> _TASK TO CARRY OUT_: In the records below, change each "thickest part" to "widest part" and leave all other text as it is.

> _GIVEN DATA_:
□ □ □ □

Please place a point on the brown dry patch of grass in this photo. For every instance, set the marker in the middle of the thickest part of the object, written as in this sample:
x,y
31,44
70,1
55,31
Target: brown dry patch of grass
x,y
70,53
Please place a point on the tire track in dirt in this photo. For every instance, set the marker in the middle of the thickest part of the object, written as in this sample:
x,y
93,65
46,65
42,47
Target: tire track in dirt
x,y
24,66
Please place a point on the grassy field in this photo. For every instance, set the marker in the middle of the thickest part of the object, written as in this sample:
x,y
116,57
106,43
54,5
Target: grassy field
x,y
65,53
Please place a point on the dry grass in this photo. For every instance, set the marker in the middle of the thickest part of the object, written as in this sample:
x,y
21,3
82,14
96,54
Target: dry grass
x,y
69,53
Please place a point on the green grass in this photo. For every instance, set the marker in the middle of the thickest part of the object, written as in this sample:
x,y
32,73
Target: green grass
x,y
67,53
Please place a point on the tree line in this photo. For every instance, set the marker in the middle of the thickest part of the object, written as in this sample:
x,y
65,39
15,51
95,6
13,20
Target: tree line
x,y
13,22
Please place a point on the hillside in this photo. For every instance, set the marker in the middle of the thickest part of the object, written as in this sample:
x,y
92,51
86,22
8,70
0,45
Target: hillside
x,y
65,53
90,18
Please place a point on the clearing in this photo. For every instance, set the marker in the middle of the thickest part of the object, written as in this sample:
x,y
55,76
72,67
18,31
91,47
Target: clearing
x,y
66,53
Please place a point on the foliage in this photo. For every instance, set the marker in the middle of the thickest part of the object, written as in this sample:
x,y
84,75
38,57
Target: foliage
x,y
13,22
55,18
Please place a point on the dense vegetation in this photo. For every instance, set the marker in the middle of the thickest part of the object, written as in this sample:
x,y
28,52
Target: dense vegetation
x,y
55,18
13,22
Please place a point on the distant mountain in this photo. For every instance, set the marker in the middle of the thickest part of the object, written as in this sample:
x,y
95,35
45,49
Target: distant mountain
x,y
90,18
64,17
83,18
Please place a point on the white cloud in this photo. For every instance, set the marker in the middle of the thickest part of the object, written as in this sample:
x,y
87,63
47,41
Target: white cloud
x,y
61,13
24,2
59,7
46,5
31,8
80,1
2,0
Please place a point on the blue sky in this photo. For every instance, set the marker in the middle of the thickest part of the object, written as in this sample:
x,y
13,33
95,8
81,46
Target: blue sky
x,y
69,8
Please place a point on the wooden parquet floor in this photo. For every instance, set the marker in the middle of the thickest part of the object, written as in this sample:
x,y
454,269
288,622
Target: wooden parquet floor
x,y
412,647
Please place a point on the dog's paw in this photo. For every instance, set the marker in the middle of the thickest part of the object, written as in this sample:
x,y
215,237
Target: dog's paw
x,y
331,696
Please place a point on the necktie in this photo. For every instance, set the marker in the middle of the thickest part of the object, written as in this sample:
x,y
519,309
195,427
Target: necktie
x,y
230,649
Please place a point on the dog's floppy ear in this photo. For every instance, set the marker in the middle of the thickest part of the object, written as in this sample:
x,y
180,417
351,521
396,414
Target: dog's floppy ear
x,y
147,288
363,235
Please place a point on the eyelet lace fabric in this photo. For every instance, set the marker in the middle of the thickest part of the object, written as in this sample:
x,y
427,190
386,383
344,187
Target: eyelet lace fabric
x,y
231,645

□ □ □ □

> _CORRECT OUTPUT_:
Please place a point on the brown dry patch of grass in this photo. For every instance, set the marker in the middle of the widest part of the object, written as in this sample:
x,y
31,44
70,1
55,31
Target: brown dry patch of grass
x,y
70,53
Please place a point on the tire track in dirt in this photo. For every instance, set the marker in the middle of the widest part of the object, written as in this sample:
x,y
93,65
46,65
42,47
Target: tire track in dirt
x,y
24,66
Please place a point on the grassy field in this photo. For every instance, set the marker in the middle of the widest part of the object, written as in this sample:
x,y
116,57
106,43
54,5
Target: grassy field
x,y
65,53
Please place a point on the dry grass in this photo. For every instance, set the marker in the middle of the widest part of the object, written as in this sample:
x,y
21,3
82,14
96,54
Target: dry grass
x,y
69,53
Please place a point on the green grass in this photo. For every instance, set the marker in the middle of the widest part of the object, written as in this sample:
x,y
32,73
Target: green grass
x,y
67,53
Please place a point on the tree line in this photo. For every instance, set the marker in the middle of the widest part of the object, written as in this sample:
x,y
65,39
15,51
95,6
13,20
Target: tree line
x,y
13,22
Please place a point on the hillside in this photo. For every instance, set the marker in the middle of the widest part of the object, written as in this sample:
x,y
92,51
86,22
8,70
0,45
Target: hillside
x,y
65,53
90,18
Please place a point on the clearing in this photo. For every instance, set the marker in the middle of the widest part of the object, written as in this sample:
x,y
55,76
72,67
18,31
91,47
Target: clearing
x,y
66,53
Please place a point on the foliage in this photo. For every instance, set the marker in the middle of the widest part of the object, written as in this sample:
x,y
84,75
38,57
Target: foliage
x,y
13,22
55,18
Please place a point on the dense vegetation in this photo. For every instance, set the marker in the middle of the widest part of the object, written as in this sample:
x,y
28,52
Target: dense vegetation
x,y
55,18
13,22
Please place a point on the distant mountain in this photo. For every instance, set the marker in the middle of the widest part of the object, written as in this sample:
x,y
95,35
45,49
Target: distant mountain
x,y
90,18
64,17
83,18
Please place a point on the white cloud in this photo. For every instance, set the marker in the middle of the widest part of the object, written as in this sample:
x,y
87,63
47,41
Target: white cloud
x,y
61,13
24,2
59,7
46,5
31,8
80,1
2,0
Please place a point on the blue sky in this photo. For every instance, set the marker in the middle of the widest part of the object, written as in this sample:
x,y
13,33
95,8
81,46
Target: blue sky
x,y
69,8
Please place a point on the wooden parquet floor in this photo. For every instance, set the marker in the middle of the widest part of the object, written as in this sample:
x,y
454,269
288,622
Target: wooden parquet floor
x,y
412,647
Please place a point on the dog's paw in this photo. For every instance, set the marker in the middle of the widest part of the object, written as in this sample:
x,y
215,237
Target: dog's paw
x,y
331,696
Please place a point on the necktie in this photo. For every instance, set the marker in the middle of the widest part of the object, written as in this sample:
x,y
519,309
195,427
Target: necktie
x,y
230,649
Please place a point on the dog's floppy ear in this photo. For every instance, set the marker in the middle of the widest part of the object, written as in this sample:
x,y
180,417
351,521
396,414
Target: dog's floppy ear
x,y
147,288
363,235
Please place a point on the eyelet lace fabric in this photo. For every instance, set the marker in the middle of the widest part of the object, written as in this sample:
x,y
427,190
386,383
344,187
Target: eyelet lace fabric
x,y
231,645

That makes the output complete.